== EXERCISE DIRECTIONS ==
Reproduce the data below in full and exclude every picture.

☆ ☆ ☆ ☆

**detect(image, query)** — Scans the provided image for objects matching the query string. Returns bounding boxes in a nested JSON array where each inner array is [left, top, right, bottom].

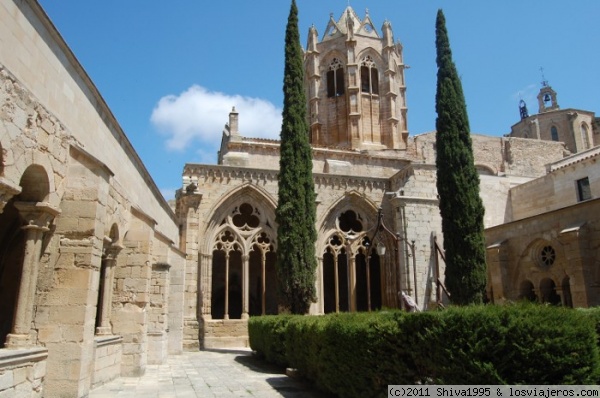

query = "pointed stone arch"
[[318, 191, 378, 244], [356, 48, 384, 70], [317, 192, 382, 313], [200, 185, 278, 322], [203, 184, 277, 254]]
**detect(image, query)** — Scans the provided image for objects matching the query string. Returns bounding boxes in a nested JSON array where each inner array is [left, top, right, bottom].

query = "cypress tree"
[[434, 9, 487, 305], [275, 0, 317, 314]]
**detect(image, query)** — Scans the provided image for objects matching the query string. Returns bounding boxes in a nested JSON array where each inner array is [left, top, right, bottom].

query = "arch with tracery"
[[209, 202, 277, 319], [321, 209, 382, 313]]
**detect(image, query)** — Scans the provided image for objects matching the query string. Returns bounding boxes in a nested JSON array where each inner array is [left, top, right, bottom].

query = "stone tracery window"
[[323, 210, 381, 314], [232, 203, 260, 230], [538, 245, 556, 268], [210, 203, 276, 319], [327, 58, 345, 98], [249, 232, 277, 316], [360, 55, 379, 95]]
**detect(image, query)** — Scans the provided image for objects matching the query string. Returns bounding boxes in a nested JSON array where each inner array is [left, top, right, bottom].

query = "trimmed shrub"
[[285, 315, 328, 384], [248, 314, 294, 367], [249, 305, 600, 397]]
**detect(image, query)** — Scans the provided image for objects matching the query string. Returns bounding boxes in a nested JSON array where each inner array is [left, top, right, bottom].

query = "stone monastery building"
[[0, 1, 598, 396]]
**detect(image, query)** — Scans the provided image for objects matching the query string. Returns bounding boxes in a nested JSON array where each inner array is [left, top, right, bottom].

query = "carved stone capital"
[[14, 201, 61, 231], [103, 244, 124, 262]]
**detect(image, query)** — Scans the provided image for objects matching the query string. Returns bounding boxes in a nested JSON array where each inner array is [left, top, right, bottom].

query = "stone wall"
[[203, 320, 249, 349], [412, 132, 568, 178], [0, 0, 177, 240], [0, 1, 187, 397], [509, 147, 600, 221], [91, 336, 122, 389], [486, 198, 600, 307], [0, 348, 47, 397]]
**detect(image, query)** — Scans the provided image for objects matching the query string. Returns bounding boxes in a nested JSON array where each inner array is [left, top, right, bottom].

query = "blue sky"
[[37, 1, 600, 200]]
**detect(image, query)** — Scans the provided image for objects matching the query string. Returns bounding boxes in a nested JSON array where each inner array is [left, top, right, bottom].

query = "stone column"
[[5, 201, 60, 348], [317, 257, 324, 314], [242, 254, 249, 319], [348, 247, 357, 312], [96, 245, 123, 335]]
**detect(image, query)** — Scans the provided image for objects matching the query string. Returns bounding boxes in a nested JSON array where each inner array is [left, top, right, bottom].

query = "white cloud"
[[151, 85, 282, 151]]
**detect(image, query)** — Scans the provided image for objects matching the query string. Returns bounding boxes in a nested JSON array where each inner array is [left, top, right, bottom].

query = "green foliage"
[[248, 315, 294, 367], [249, 305, 600, 397], [285, 315, 327, 384], [434, 9, 487, 305], [275, 0, 318, 314]]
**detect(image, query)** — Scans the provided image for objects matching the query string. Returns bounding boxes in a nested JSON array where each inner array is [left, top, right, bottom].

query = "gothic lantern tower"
[[304, 7, 409, 150]]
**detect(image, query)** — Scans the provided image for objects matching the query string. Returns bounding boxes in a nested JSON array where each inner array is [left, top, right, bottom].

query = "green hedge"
[[249, 305, 600, 397], [247, 314, 294, 367]]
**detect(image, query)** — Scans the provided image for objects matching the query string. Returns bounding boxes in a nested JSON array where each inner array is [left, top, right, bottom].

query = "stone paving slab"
[[89, 348, 334, 398]]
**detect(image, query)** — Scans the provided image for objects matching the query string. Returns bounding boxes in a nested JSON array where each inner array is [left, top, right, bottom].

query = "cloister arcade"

☆ ☆ ☆ ☆

== WRITTEN SOLUTION ==
**detect(image, query)** — Scans the provided image for objects matching the query string. Returns bounding boxes in a nested JSON array where each inner array is [left, top, right, bottom].


query = "pointed stone arch"
[[318, 191, 378, 244], [356, 48, 384, 70], [317, 192, 382, 313], [200, 185, 278, 322], [203, 184, 277, 254]]
**detect(image, query)** — Scans the provided image for objects matching the query string. Returns bounding boxes in a nested JSON array where each inner array is [left, top, right, bottom].

query = "cypress tree"
[[434, 9, 487, 305], [275, 0, 317, 314]]
**detect(image, query)** — Scans the provided image for objects matching the query string. Returns bounding boxes in a nested JSON array where each inner array is [left, top, right, bottom].

query = "arch with tracery"
[[209, 202, 277, 319], [321, 209, 382, 313]]
**detect(image, query)** — Scans the provided image for objects matching the query string. Returns bounding boxes in a nested JSON array where each inner array is [left, top, right, bottom].

query = "stone tracery window"
[[323, 210, 381, 314], [232, 203, 260, 230], [538, 245, 556, 268], [210, 203, 276, 319], [327, 58, 345, 98], [249, 232, 277, 316], [360, 55, 379, 95]]
**detect(image, query)** — Scans the provided image for objects matching the query string. Returns bounding boxes in a nested JSON array where each inner array is [left, top, right, bottom].

query = "trimmed shrub"
[[285, 315, 328, 384], [248, 314, 294, 367], [249, 305, 600, 397]]
**detect(image, query)** — Scans the provided image for objects matching the query string. Returns bounding boxes in a nested JSON array where each inner array is [left, top, right, bottom].

query = "stone monastery building"
[[0, 1, 598, 396]]
**detect(image, query)** — Scans the provided image for objects matching the query string. Returns bounding boxes in a nested JSON array where each inner array is [left, top, right, bottom].

query = "carved stone capital"
[[14, 201, 61, 231], [103, 244, 124, 262]]
**detect(image, query)** — Scans the provided image for objects matching the query string. Returns bounding boxes in a nested JSON array where each inner array is [left, top, right, bottom].

query = "stone wall"
[[203, 320, 249, 349], [412, 132, 568, 178], [0, 0, 177, 240], [0, 1, 187, 397], [509, 147, 600, 221], [91, 336, 122, 389], [486, 198, 600, 307], [0, 348, 47, 397]]
**detect(image, query)** — Scans the provided image for objects matching the query string. Returns bounding boxes in a nested JSON array where each inner array is [left, top, right, bottom].

query = "blue sky"
[[37, 1, 600, 200]]
**detect(image, query)** — Scans the provided image for objects matching the query string. Returns bounding boxes in a nested JSON array where each inner array is [left, top, right, bottom].

query = "stone column"
[[5, 201, 60, 348], [317, 257, 324, 314], [242, 254, 249, 319], [348, 247, 357, 312], [96, 245, 123, 335]]
**detect(image, query)** — Scans the provided image for objects matching the query string. Returns bounding boxes in a nested JSON array where each inner array is [left, top, right, bottom].

query = "white cloud"
[[151, 85, 282, 151]]
**detect(image, query)** — Scans the provided image for objects matching the query string. Returns bounding boxes in a nested JSON array where each inner array is [left, top, right, bottom].

query = "green foliage"
[[248, 315, 294, 367], [249, 305, 600, 397], [285, 315, 327, 384], [434, 9, 487, 305], [275, 0, 318, 314]]
**detect(image, query)** — Scans the provided image for objects matching the query string. Returns bounding boxes in a nested JSON array where each inner array is [left, top, right, bottom].

query = "gothic lantern tower"
[[304, 7, 409, 150]]
**detect(image, query)** — Scans the provided image for objects matching the query string. Returns bounding boxes in a nested JSON array where each inner array is [left, top, right, bottom].

query = "green hedge"
[[249, 305, 600, 397], [247, 314, 294, 367]]
**detect(image, query)** — Scans the provided image for objects matching the query string. Returns bounding boxes in a nested JSON array where each inner array is [left, top, right, bottom].

query = "stone paving slab"
[[89, 348, 334, 398]]
**detect(image, query)** — Scans the provided image for objects matching the query string. Returns bounding boxes in a nested JSON array where each inner array is [left, top, right, bottom].

query = "cloister arcade"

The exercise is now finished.